**WHAT TO DO**: In the forum thread below about a carburetor problem on an Intek engine, what turned out to have shifted after the carb was put back together?

**SOURCE**:
——
# b&s 14.5 intek carb problem



## kitz (Jan 2, 2011)

Hi guys. I have a intek engine with a nikki carb. It had been hard to start and keep running so i removed and cleaned out. It will start and stay running now but it only runs smooth at half choke. The float which is plastic hangs down to body and i dont see anyway to adjust to get it paralell without breaking it. Is this normal or what else may be wrong. It sounds like its missing when at full throttle Any help? Thanks


----------



## jhngardner367 (Apr 5, 2011)

When you say the float hangs down to the body,I presume you have it upside down ? If so,you will have to replace the float,as they are not adjustable.
HOWEVER, if you have to run it with the choke "ON",you might want to check for air leaks at the carb/manifold,and manifold/engine .
Also check to make sure that the jets and passages are clean.


----------



## kitz (Jan 2, 2011)

Got it figured out there junk for one thing. The float apparantly is ok the needle is spring loaded so it shuts off way before it gets that far. The flimsy ass gasket they have in it shifted after assembly. Got thet taken care of and now she runs good just needed a good cleaning. Thanks for the response


----------



## jhngardner367 (Apr 5, 2011)

I changed the Walbro carb on my Kohler engine to a Nikki (see post"CARB WORK"),and it runs great ! The parts for the Nikki are easier to get,and a lot cheaper than the Walbro!
They are a strange set up,but are easily cleaned,so I'll stick with it.
I'm glad you found the problem,though . Carb problems can drive you nuts,at times !


----------
——
**GIVEN ENTRIES**:
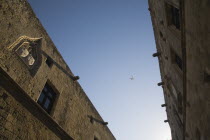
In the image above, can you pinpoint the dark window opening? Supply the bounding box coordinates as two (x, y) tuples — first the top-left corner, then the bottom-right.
(37, 84), (56, 113)
(94, 137), (99, 140)
(166, 4), (181, 30)
(171, 6), (180, 29)
(175, 54), (182, 70)
(46, 56), (53, 68)
(178, 93), (182, 114)
(171, 50), (183, 70)
(160, 32), (163, 38)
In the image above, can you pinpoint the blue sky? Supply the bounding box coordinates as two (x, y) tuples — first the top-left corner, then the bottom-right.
(29, 0), (170, 140)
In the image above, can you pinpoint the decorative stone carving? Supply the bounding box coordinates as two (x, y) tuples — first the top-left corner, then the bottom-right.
(8, 36), (42, 75)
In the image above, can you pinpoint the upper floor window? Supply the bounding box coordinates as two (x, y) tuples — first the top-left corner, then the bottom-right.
(171, 50), (183, 70)
(37, 84), (56, 113)
(94, 137), (99, 140)
(46, 56), (53, 68)
(166, 4), (180, 30)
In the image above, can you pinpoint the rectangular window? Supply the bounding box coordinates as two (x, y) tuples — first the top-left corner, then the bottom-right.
(46, 56), (53, 68)
(166, 4), (180, 30)
(37, 84), (56, 113)
(171, 50), (183, 70)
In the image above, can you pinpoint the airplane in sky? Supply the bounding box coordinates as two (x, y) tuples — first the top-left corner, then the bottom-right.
(130, 75), (134, 80)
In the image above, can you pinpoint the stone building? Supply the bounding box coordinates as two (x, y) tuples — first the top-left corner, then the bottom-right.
(149, 0), (210, 140)
(0, 0), (115, 140)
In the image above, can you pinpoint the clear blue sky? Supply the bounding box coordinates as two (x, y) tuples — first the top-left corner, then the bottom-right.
(29, 0), (170, 140)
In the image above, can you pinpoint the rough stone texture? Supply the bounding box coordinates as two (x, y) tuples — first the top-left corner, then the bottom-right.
(0, 87), (59, 140)
(0, 0), (115, 140)
(149, 0), (210, 140)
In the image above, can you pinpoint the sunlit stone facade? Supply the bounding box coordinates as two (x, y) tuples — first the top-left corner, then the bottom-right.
(148, 0), (210, 140)
(0, 0), (115, 140)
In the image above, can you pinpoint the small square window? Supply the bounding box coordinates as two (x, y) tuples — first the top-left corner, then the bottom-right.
(94, 137), (99, 140)
(37, 84), (56, 113)
(171, 50), (183, 70)
(175, 54), (182, 70)
(46, 56), (53, 68)
(166, 4), (180, 30)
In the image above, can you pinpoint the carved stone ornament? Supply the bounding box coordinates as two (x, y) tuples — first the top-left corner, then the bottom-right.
(8, 36), (42, 75)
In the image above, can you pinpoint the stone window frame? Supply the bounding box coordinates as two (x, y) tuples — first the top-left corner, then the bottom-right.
(170, 47), (183, 77)
(167, 79), (183, 115)
(36, 80), (60, 116)
(164, 0), (181, 38)
(45, 56), (53, 68)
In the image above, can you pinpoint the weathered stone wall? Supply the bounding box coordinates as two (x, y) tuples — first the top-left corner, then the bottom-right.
(149, 0), (210, 140)
(149, 0), (183, 140)
(0, 0), (115, 140)
(0, 87), (59, 140)
(185, 0), (210, 140)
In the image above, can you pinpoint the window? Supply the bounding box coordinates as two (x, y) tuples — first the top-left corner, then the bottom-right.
(171, 50), (183, 70)
(94, 137), (99, 140)
(37, 84), (56, 113)
(46, 56), (53, 68)
(175, 54), (182, 70)
(166, 4), (180, 30)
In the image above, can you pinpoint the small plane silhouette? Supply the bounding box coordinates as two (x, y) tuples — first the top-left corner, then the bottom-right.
(130, 75), (134, 80)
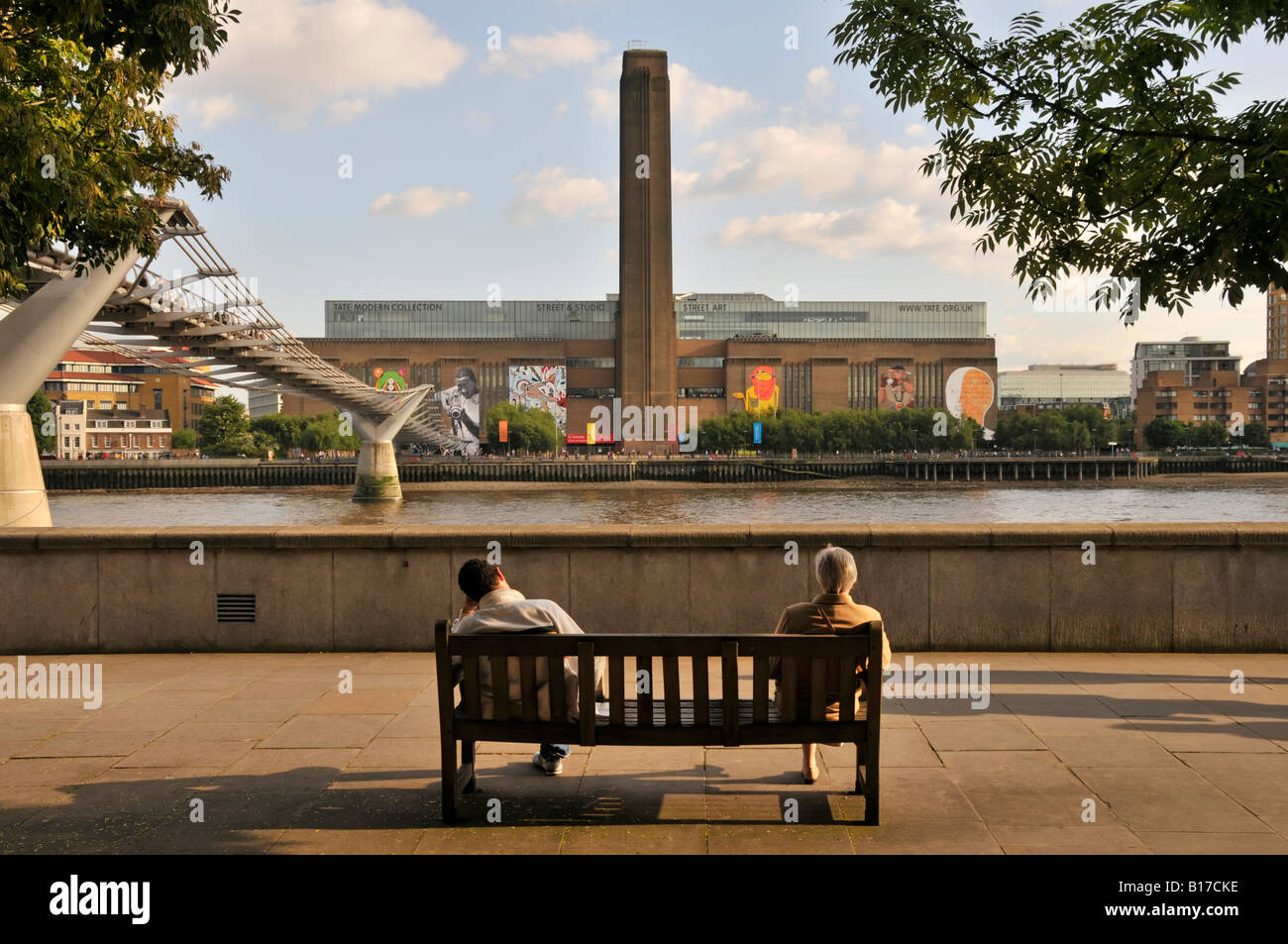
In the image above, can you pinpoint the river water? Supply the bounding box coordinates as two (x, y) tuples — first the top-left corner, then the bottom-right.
(49, 472), (1288, 527)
——
**SOLUTION TO THIS PROBLEM**: The gasket inside the carb had shifted after assembly.